[Lista de exercícios]
- A) Transcreva do texto sobre o concerto de Fernando Tordo o trecho que vai de "Entre o muito" até "arte da escrita.".
- B) Com base no texto sobre o concerto de Fernando Tordo, explique o que comove o cantor aos sessenta e um anos, segundo as palavras que partilhou no concerto.

[Excerto fornecido]
--

FERNANDO TORDO NO TEATRO DA TRINDADE

Foto recolhida aqui


Seis da tarde. A cidade realiza o sprint final de mais um dia. Corre no regresso preparando a noite. Às vezes chegam palavras, chegam recados. Quando as palavras chegaram senti-as… ainda que não tivesse lhes atribuído o recado que hoje lhes saboreio. Quando elas chegaram, lembrei-me o muito que respeitava e admirava as canções dum senhor que ontem fui ouvir cantar ao Teatro da Trindade.

Um concerto curto de sessenta minutos. Pouco mais que meia dúzia de canções intercaladas por muita aprazível conversa. Muitas palavras em que as suas memórias nos levaram a simbólicas homenagens a homens como José Carlos Ary dos Santos, José Calvário, Raul Solnado, João Maria Tudela, Pedro Osório, Carlos Mendes… Palavras que nos mostraram as emoções pessoais do homem que aos sessenta e um anos se comove com o neto que a sua filha lhe ofereceu, ou com o prémio Saramago com que o seu filho foi recentemente distinguido. Palavras que nos revelaram histórias do nascimento de algumas das suas canções. Canções que elegeu para cantar ontem. Foi o prazer de lembrar a existência de João e Joana, ou Adeus Tristeza. Foi a oportunidade de trautear letras que percebi a memória não ter esquecido.

Entre o muito que lembrou e revelou, transmitiu, de novo, a facilidade com que o monstro Ary dos Santos pegava nas composições que lhe levava e as musicava com letras que são poemas dos mais bonitos escritos na língua portuguesa. Letras de canções que têm cheiro e cor, em que nos afundamos com o prazer de quem se sente abraçado pela arte da escrita.

--

[Excerto das linhas]
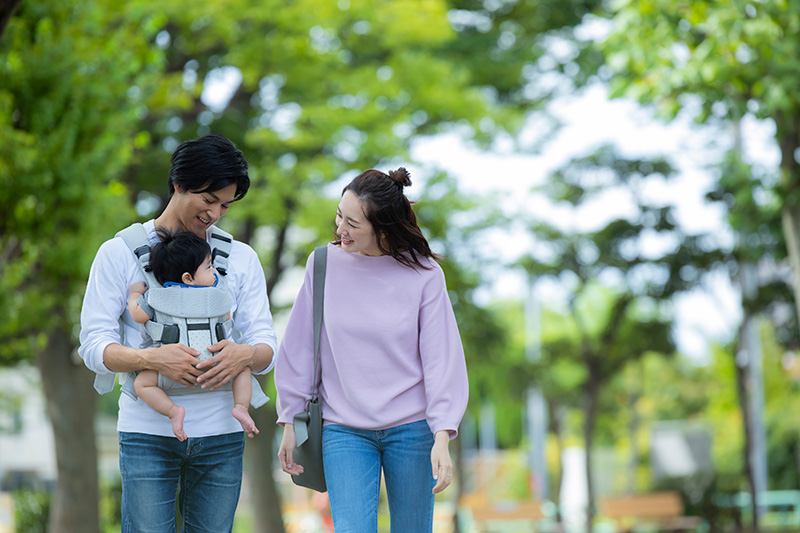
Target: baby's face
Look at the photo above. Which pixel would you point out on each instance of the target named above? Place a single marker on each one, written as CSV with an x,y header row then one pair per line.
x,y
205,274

--

[Resolução das tarefas]
- A)
Entre o muito que lembrou e revelou, transmitiu, de novo, a facilidade com que o monstro Ary dos Santos pegava nas composições que lhe levava e as musicava com letras que são poemas dos mais bonitos escritos na língua portuguesa. Letras de canções que têm cheiro e cor, em que nos afundamos com o prazer de quem se sente abraçado pela arte da escrita.

- B) Comove-se com o neto que a filha lhe ofereceu e com o prémio Saramago que o filho recebeu recentemente.